Exercise requirements: How do the lines below between the ones holding "around the red" and "around the rear", inclusive, read? Give them again exactly, with no other lines.

____________

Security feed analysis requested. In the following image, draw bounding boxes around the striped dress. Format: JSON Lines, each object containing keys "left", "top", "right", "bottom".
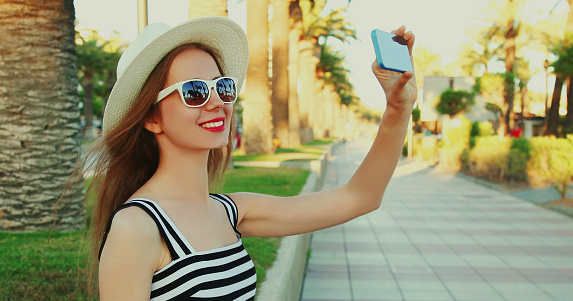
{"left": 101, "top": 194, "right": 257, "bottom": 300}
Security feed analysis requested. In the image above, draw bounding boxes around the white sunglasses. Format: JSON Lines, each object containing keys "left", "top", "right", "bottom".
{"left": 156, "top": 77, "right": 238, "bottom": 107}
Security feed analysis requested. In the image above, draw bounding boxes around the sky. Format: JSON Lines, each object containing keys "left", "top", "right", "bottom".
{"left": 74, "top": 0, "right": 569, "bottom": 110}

____________

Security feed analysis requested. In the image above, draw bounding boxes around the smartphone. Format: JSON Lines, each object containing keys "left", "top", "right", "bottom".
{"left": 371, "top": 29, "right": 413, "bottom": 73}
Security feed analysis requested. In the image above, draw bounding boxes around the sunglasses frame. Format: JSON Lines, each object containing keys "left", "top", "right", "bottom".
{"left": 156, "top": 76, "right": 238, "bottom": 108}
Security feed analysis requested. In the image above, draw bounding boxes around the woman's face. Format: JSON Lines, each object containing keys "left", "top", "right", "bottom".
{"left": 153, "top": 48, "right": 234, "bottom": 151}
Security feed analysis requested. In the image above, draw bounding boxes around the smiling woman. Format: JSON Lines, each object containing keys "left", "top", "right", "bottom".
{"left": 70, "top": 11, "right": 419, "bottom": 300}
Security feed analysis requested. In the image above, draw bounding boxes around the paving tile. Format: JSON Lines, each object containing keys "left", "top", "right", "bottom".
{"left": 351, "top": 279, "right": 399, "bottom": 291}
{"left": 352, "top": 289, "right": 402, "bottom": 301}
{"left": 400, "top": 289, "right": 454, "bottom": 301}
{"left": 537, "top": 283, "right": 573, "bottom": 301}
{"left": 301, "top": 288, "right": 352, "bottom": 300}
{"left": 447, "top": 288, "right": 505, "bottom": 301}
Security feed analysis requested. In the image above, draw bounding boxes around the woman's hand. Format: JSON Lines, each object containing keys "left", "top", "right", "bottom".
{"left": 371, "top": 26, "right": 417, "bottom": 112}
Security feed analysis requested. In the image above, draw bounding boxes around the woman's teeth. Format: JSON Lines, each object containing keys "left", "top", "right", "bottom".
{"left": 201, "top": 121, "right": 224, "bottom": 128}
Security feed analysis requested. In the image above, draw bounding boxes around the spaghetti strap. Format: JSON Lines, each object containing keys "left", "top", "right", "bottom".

____________

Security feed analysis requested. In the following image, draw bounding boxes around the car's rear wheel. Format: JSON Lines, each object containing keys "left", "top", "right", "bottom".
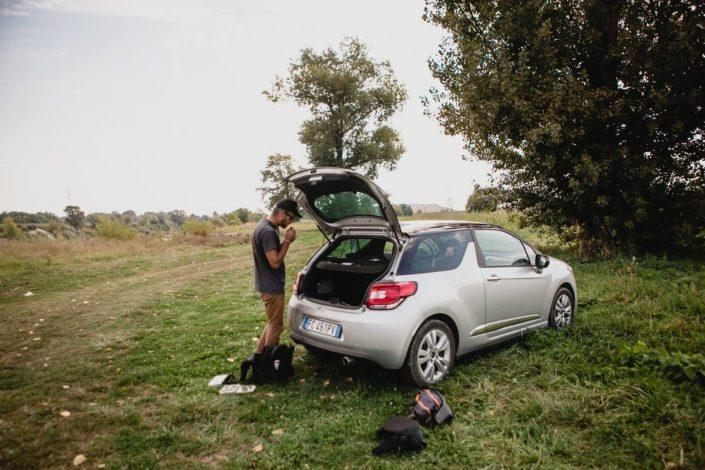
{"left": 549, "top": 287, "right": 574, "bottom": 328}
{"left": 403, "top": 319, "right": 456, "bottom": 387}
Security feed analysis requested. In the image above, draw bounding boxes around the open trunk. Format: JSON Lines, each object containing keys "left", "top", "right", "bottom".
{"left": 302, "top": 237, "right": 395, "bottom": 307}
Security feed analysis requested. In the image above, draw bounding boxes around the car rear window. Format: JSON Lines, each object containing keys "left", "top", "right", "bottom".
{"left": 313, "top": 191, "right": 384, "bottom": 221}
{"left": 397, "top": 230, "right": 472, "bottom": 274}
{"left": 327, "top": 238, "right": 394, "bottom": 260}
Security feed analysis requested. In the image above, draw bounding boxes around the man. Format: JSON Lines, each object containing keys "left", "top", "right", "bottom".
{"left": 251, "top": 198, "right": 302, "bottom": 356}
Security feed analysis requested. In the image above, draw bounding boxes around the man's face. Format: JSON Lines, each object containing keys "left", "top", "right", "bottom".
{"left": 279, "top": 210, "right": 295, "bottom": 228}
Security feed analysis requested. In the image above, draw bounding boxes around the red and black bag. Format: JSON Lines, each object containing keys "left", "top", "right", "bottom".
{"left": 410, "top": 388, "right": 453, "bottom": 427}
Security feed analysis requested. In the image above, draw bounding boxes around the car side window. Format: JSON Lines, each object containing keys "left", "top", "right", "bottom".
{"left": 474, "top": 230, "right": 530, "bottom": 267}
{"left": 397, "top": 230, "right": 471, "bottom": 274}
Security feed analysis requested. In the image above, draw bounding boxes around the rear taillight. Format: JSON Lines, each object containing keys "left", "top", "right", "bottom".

____________

Result for this task:
Security feed analysis requested. In the image above, draw bounding boxes around the red and black bag. Format: JSON Lines, each object containing keys "left", "top", "right", "bottom".
{"left": 410, "top": 388, "right": 453, "bottom": 427}
Security feed analysis requested. In the image above, draw bounding boxes around the car side window. Format: JSON Lines, each object containing keys "left", "top", "right", "bottom".
{"left": 474, "top": 230, "right": 530, "bottom": 267}
{"left": 397, "top": 230, "right": 471, "bottom": 274}
Security feed analysis requested. In the image above, draw bounding boxes around the rear taillight. Format: JSON Lines, each object containing keys "left", "top", "right", "bottom".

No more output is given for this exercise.